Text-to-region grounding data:
+===+

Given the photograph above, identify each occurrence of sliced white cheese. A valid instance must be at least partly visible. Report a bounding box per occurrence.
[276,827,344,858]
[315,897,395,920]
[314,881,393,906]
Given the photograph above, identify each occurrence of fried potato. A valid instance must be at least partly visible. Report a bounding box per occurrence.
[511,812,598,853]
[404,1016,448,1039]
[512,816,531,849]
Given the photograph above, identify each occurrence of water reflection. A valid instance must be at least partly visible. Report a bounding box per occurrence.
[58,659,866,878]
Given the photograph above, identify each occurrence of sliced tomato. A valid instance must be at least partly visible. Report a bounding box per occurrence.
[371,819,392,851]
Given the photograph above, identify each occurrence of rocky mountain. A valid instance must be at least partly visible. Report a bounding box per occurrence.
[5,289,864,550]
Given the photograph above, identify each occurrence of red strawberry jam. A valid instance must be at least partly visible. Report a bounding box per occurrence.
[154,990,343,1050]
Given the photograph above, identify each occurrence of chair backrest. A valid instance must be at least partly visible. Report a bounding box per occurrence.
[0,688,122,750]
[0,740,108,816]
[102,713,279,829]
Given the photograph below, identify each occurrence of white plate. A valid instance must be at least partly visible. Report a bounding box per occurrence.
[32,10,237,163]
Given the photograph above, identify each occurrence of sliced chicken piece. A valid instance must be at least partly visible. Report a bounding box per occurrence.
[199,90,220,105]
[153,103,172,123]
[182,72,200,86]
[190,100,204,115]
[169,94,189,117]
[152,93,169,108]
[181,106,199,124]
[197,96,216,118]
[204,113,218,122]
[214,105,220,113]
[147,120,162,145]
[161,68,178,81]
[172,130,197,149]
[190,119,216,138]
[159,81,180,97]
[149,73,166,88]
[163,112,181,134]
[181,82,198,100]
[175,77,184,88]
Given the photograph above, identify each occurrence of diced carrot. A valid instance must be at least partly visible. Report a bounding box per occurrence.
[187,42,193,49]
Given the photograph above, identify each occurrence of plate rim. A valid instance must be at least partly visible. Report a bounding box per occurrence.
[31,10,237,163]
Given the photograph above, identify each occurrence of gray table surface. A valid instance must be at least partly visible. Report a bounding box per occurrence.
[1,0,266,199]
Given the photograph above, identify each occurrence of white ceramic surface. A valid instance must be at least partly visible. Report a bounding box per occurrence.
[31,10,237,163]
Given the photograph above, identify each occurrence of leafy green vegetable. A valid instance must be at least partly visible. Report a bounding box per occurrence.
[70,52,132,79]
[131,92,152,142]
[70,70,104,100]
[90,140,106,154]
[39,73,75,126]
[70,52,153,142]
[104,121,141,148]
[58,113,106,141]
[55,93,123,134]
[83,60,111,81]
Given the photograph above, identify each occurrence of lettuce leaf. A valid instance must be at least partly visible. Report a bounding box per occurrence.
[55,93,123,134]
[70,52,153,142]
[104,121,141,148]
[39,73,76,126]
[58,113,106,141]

+===+

_What you are asked to do_
Reproduce each entry above. Every word must match.

_Expected answer_
Given the photograph above, identify each occurrence of sliced white cheese. A valid instance must be at least partly visible. Report a bounding box per occurrence.
[276,827,344,858]
[315,897,395,920]
[314,881,393,906]
Given the photograph above, identify each occurrence of fried potato. A valid instance must be at least partly visible. Report a bounding box per occurrence.
[511,812,598,853]
[404,1016,448,1039]
[512,816,531,849]
Given the photograph above, identify each occurrence of water reflection. A valid instance must be at least partly visible. Report a bounding box per occurrence.
[58,659,866,878]
Given the photograph above, identify each occurrence of sliced tomato. A valid instance must be at least partly visible. Report a bounding box per occurrence.
[371,819,392,851]
Given the photograph above, identify each occurrence of rocky mountain. A valid instance must be at least partly visible. Report a bounding box per occurrence.
[5,289,864,550]
Given the photograph above, identify each occurrence of red strawberry jam. A valid instance must be at least partly visible. Report a bounding box per occurrence.
[154,990,343,1050]
Given the photograph above, identify each occurrence of chair backrest. A valid instance must be at least partly visible. Report a bounding box per occurrence.
[0,688,122,750]
[0,740,108,816]
[102,713,279,829]
Given the photograph below, identify each occurrence of white plate. A valid instance must be at least partly visible. Report a bounding box per occurrence.
[32,10,237,163]
Given the photograph above, identify each occurrence of sliced chicken piece. A valid instance must be at least partly visible. Report a bounding box per occurrence.
[199,90,220,105]
[153,103,172,123]
[182,72,200,86]
[190,100,204,115]
[169,94,189,117]
[152,93,169,108]
[181,106,199,124]
[197,96,216,118]
[204,113,218,122]
[214,105,220,113]
[147,120,162,145]
[161,68,178,81]
[172,130,197,149]
[190,119,216,138]
[159,81,180,97]
[149,73,166,88]
[163,112,181,134]
[181,82,198,100]
[175,77,184,88]
Given the photograph above, identify each occurrence of diced carrot. A valid instance must be at least partly visible. Report a bounding box per occurrence.
[187,42,193,49]
Given the photograph above, identify each occurrence of plate rim. A valid instance must be at least partly visible. Report a bounding box per occurrence.
[31,10,237,163]
Given the photograph above, identify each occurrence of gray table surface. A valid instance must be at least partly visible. Report a bounding box per occurrence.
[1,0,266,199]
Given the photograph above, identify each occurrence of white ceramic surface. A valid instance must be at least partly visible. Report a bounding box per occurrence.
[31,10,237,163]
Given the photograph above, identify each occurrence of leafy green vegetable. A valid instance must be at least partly visible. Report a bounding box per occurrence.
[70,52,132,79]
[131,92,152,142]
[70,70,104,100]
[90,140,106,154]
[39,73,75,126]
[70,52,153,142]
[104,121,141,148]
[58,113,106,141]
[55,93,123,134]
[83,60,111,81]
Given the photograph above, identify each occurrence of lettuce leaf. A valid instance must be at least partly visible. Report a bounding box per occurrence.
[55,93,123,134]
[70,52,153,142]
[104,121,141,148]
[39,73,76,126]
[58,113,106,141]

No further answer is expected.